## Work to complete
Extract each line of the records below that contains the string "find", copying the lines in full.

## Record extracts
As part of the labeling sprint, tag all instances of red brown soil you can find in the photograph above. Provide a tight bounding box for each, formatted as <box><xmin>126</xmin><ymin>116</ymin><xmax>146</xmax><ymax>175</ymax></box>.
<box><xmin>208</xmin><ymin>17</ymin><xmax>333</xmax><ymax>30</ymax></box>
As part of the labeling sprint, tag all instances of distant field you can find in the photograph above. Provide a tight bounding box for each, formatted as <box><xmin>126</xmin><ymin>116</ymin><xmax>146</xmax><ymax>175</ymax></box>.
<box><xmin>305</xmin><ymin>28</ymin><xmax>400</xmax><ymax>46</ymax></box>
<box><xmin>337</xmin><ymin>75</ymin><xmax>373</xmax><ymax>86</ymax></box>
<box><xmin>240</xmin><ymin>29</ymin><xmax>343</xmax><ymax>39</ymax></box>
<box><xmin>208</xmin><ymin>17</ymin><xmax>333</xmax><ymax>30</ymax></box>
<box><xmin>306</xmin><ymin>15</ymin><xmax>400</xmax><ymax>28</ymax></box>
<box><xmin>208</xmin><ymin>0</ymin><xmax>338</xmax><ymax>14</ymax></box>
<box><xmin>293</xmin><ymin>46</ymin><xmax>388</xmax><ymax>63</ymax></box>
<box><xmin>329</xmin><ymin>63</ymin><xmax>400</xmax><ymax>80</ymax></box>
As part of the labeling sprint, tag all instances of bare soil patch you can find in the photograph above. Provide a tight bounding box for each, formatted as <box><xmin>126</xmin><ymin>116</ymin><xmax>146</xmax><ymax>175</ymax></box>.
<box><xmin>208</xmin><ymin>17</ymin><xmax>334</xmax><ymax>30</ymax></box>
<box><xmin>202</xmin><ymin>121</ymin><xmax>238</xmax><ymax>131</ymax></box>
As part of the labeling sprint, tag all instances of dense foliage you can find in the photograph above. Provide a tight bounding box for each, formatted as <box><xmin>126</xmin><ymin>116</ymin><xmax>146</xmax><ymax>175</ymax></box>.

## Answer to this exercise
As part of the labeling sprint, tag all instances of red brown soil you can find in the photograph above. Provide a tight bounding box for each, formatted as <box><xmin>126</xmin><ymin>116</ymin><xmax>146</xmax><ymax>175</ymax></box>.
As part of the labeling sprint, tag all instances of distant field you can find in the photograph above. Provide a tight bounding box for each, formatted as <box><xmin>126</xmin><ymin>116</ymin><xmax>146</xmax><ymax>175</ymax></box>.
As part of the labeling sprint, tag all instances of bare soil patch you can find in the photograph above. Provide a tight bounding box for each, formatted as <box><xmin>126</xmin><ymin>116</ymin><xmax>146</xmax><ymax>175</ymax></box>.
As part of the labeling sprint, tag all instances of dense foliage you can find in the photograph above. Provide a tight bounding box for each, formatted as <box><xmin>126</xmin><ymin>116</ymin><xmax>146</xmax><ymax>175</ymax></box>.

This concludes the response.